The records below are to be retyped in full. Keep every word.

[Opening DATA EXTRACTS section]

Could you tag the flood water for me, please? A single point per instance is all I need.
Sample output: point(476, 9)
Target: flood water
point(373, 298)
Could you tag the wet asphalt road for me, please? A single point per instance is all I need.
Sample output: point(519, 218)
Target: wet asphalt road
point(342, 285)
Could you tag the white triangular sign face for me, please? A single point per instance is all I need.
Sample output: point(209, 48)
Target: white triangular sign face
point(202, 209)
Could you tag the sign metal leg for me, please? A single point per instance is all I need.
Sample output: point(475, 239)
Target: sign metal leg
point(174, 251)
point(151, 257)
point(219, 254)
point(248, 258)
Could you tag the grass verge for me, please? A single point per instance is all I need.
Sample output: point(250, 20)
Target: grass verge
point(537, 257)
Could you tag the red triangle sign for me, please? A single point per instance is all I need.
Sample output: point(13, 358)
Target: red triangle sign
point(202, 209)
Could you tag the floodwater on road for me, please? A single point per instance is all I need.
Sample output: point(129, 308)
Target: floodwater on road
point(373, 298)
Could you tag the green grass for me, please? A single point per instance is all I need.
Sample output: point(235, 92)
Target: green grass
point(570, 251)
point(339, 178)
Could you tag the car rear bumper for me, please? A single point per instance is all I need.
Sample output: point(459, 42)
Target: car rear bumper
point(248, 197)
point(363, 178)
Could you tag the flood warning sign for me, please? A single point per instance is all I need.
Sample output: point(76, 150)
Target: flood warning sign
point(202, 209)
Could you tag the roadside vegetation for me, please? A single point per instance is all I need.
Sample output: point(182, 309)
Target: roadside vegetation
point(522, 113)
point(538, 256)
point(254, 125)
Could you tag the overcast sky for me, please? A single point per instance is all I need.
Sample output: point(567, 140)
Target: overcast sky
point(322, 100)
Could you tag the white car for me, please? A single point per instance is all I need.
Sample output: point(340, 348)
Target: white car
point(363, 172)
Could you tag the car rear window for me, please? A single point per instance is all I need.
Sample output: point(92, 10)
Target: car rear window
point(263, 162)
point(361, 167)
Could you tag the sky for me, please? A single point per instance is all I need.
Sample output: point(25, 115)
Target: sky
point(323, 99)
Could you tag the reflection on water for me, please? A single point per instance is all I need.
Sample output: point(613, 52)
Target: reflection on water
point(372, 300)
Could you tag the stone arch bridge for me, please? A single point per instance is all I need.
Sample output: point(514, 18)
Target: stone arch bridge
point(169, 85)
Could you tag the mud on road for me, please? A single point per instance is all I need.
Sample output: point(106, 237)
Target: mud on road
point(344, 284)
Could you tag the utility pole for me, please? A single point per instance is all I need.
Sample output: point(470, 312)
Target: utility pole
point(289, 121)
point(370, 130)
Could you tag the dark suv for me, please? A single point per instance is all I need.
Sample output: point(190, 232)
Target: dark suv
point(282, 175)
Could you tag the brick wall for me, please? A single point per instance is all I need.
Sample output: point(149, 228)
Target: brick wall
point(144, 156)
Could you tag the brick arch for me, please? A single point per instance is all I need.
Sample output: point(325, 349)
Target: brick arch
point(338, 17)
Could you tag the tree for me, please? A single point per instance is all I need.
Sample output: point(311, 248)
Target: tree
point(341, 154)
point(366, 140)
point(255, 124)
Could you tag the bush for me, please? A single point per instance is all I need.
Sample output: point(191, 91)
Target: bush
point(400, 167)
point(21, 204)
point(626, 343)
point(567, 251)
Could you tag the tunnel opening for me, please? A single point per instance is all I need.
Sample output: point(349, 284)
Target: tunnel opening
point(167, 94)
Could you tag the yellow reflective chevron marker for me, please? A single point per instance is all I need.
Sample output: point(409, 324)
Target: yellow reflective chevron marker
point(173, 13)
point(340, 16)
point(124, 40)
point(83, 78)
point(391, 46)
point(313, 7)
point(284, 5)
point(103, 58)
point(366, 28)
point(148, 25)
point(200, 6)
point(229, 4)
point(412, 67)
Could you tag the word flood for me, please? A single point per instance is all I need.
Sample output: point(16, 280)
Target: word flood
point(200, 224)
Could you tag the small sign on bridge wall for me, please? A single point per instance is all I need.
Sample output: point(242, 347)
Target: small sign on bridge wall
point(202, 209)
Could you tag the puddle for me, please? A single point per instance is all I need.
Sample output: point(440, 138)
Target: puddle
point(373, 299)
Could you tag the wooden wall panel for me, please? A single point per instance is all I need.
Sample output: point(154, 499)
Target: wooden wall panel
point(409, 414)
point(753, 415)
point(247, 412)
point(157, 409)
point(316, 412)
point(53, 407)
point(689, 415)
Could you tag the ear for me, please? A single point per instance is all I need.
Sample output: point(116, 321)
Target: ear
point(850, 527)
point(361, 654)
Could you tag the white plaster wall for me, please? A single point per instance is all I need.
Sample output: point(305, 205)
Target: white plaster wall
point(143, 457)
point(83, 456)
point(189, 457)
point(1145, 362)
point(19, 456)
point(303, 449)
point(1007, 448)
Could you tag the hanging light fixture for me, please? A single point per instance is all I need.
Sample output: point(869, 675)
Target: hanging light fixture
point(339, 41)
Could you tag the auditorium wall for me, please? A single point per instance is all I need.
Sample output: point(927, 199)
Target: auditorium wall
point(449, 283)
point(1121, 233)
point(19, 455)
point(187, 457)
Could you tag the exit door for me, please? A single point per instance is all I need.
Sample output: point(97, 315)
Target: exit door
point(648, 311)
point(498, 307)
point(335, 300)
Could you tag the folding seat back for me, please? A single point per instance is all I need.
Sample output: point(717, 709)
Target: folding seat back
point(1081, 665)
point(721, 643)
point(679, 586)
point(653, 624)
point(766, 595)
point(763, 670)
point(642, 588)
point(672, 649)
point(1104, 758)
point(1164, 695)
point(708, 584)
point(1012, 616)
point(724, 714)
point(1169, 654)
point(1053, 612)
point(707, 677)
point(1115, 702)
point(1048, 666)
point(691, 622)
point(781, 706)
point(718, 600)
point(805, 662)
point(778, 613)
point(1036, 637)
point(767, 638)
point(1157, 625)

[Closing DATA EXTRACTS section]

### OUTPUT BELOW
Could you tag the flood water for me, please? A single point per instance is all I need.
Sample output: point(476, 9)
Target: flood water
point(373, 298)
Could you tag the wet asphalt road for me, please? A single point per instance is all I need.
Sample output: point(519, 218)
Target: wet asphalt road
point(342, 285)
Could you tag the white triangular sign face for me, please? A single point per instance is all I need.
Sample output: point(209, 48)
Target: white triangular sign face
point(202, 209)
Could you tag the sign metal leg for me, please? A single point per instance is all I need.
Sample output: point(475, 239)
Target: sign metal leg
point(174, 251)
point(151, 257)
point(219, 254)
point(248, 258)
Could you tag the grass verge for me, please? A single point per instance is all I need.
Sample output: point(250, 20)
Target: grass verge
point(537, 257)
Could you tag the red triangle sign for me, please? A single point per instance is all I need.
Sample output: point(13, 358)
Target: red triangle sign
point(202, 209)
Could you tag the floodwater on road for me, please? A single point per instance is all I need.
Sample output: point(129, 308)
Target: floodwater on road
point(373, 298)
Could you tag the green grass for me, please? A single point per instance is all I need.
Sample output: point(235, 92)
Target: green grass
point(570, 251)
point(339, 178)
Could you tag the car rear bumper for me, please? A single point per instance is all I need.
Sample output: point(459, 42)
Target: car rear bumper
point(248, 197)
point(363, 178)
Could you tag the flood warning sign for me, please? A single point per instance is all I need.
Sample output: point(76, 150)
Target: flood warning sign
point(202, 209)
Could you tag the roadside vegetation for me, please? A single point per instance is all I need.
Sample output: point(182, 309)
Target: roadside vegetation
point(522, 113)
point(538, 256)
point(254, 125)
Could you tag the overcast sky for me, please? A single point per instance is all I need.
Sample output: point(567, 140)
Target: overcast sky
point(322, 100)
Could you tag the white car for me, please? A single point per instance is all I need.
Sample output: point(340, 348)
Target: white car
point(363, 172)
Could you tag the car rear window for me, please? A single point per instance is all I need.
Sample output: point(92, 10)
Target: car rear window
point(263, 162)
point(361, 167)
Could you tag the sky for me, please? A single point per instance is all I need.
Sample output: point(25, 115)
Target: sky
point(323, 99)
Could you tag the reflection on water for me, please? A single point per instance is all I need.
Sample output: point(613, 52)
Target: reflection on water
point(372, 300)
Could you tag the stone arch bridge for me, please? A single point per instance is all I need.
Sample output: point(514, 18)
Target: stone arch bridge
point(169, 85)
Could you tag the mud on road for me, please? A single point per instance is all I need.
Sample output: point(106, 237)
Target: mud on road
point(344, 284)
Could you tag the utility pole for me, please? A single point per instance is all I need.
Sample output: point(470, 312)
Target: utility pole
point(289, 121)
point(370, 130)
Could you tag the dark suv for me, please? A single point per instance is all I need.
Sample output: point(190, 232)
Target: dark suv
point(282, 175)
Could you tag the brick wall for me, please? A single point per instance is all I need.
Sample output: point(149, 228)
Target: brick wall
point(144, 156)
Could you tag the brick arch for me, please? A single point per instance is all I need.
Sample output: point(325, 349)
Target: brick arch
point(338, 17)
Could you tag the tree for me, please? A single point per instance is all I need.
Sample output: point(311, 248)
Target: tree
point(341, 154)
point(366, 140)
point(255, 124)
Could you tag the bush for me, please? A single point per instance is all I need.
Sample output: point(191, 91)
Target: bush
point(400, 167)
point(21, 204)
point(626, 343)
point(567, 251)
Could you tag the tunnel opening for me, please? A single point per instance is all I need.
Sample output: point(349, 284)
Target: tunnel opening
point(167, 94)
Could you tag the yellow reflective chevron marker for me, please? A single point per instance is all I need.
Sample output: point(409, 324)
Target: yellow reflective chevron marker
point(173, 13)
point(340, 16)
point(124, 40)
point(83, 78)
point(391, 46)
point(313, 7)
point(284, 5)
point(103, 58)
point(366, 28)
point(148, 25)
point(200, 6)
point(229, 4)
point(412, 67)
Could you tag the word flood for me, please? A single point per instance is all I need.
Sample output: point(16, 280)
Target: word flood
point(200, 224)
Could you tag the small sign on bridge wall for me, please? A single point per instance is all I need.
Sample output: point(242, 347)
Target: small sign on bridge wall
point(202, 209)
Could you tag the puddle for me, please? A single point per instance is all I need.
Sample output: point(440, 138)
Target: puddle
point(373, 299)
Could you tag the wooden wall panel for me, please? A single point per instance is all I need.
Sample output: point(154, 499)
Target: wooden wall panel
point(409, 414)
point(753, 415)
point(247, 412)
point(157, 409)
point(316, 412)
point(53, 407)
point(689, 415)
Could you tag the ear for me, please? A single point per instance is all I need.
Sample output: point(116, 321)
Target: ear
point(850, 527)
point(361, 654)
Could you tag the white plaster wall for me, please? A single point per instance is all I need.
Sample output: point(305, 205)
Target: white plaster wall
point(143, 457)
point(83, 456)
point(189, 457)
point(1145, 362)
point(19, 456)
point(303, 449)
point(1007, 448)
Could you tag the hanging light fixture for me, please? A single point per instance is all I need.
Sample output: point(869, 675)
Target: hanging light fixture
point(339, 41)
Could you tag the auditorium wall for me, please? A single point per instance is all I need.
Sample output: point(927, 199)
Target: auditorium wall
point(449, 283)
point(1121, 233)
point(19, 455)
point(187, 457)
Could you tag the exit door for me, please? A single point per instance is all I need.
Sample output: point(97, 315)
Target: exit door
point(648, 311)
point(498, 307)
point(335, 300)
Could you tag the folding seat back for me, please? A single point per instance is all I need.
Sample output: point(717, 709)
Target: folding seat back
point(1081, 665)
point(721, 643)
point(679, 586)
point(653, 624)
point(766, 595)
point(763, 670)
point(642, 588)
point(672, 649)
point(1104, 758)
point(1164, 695)
point(708, 584)
point(1012, 616)
point(724, 714)
point(1169, 654)
point(1053, 612)
point(707, 677)
point(1115, 702)
point(1048, 666)
point(691, 622)
point(781, 706)
point(718, 600)
point(805, 662)
point(778, 613)
point(1036, 637)
point(767, 638)
point(1157, 625)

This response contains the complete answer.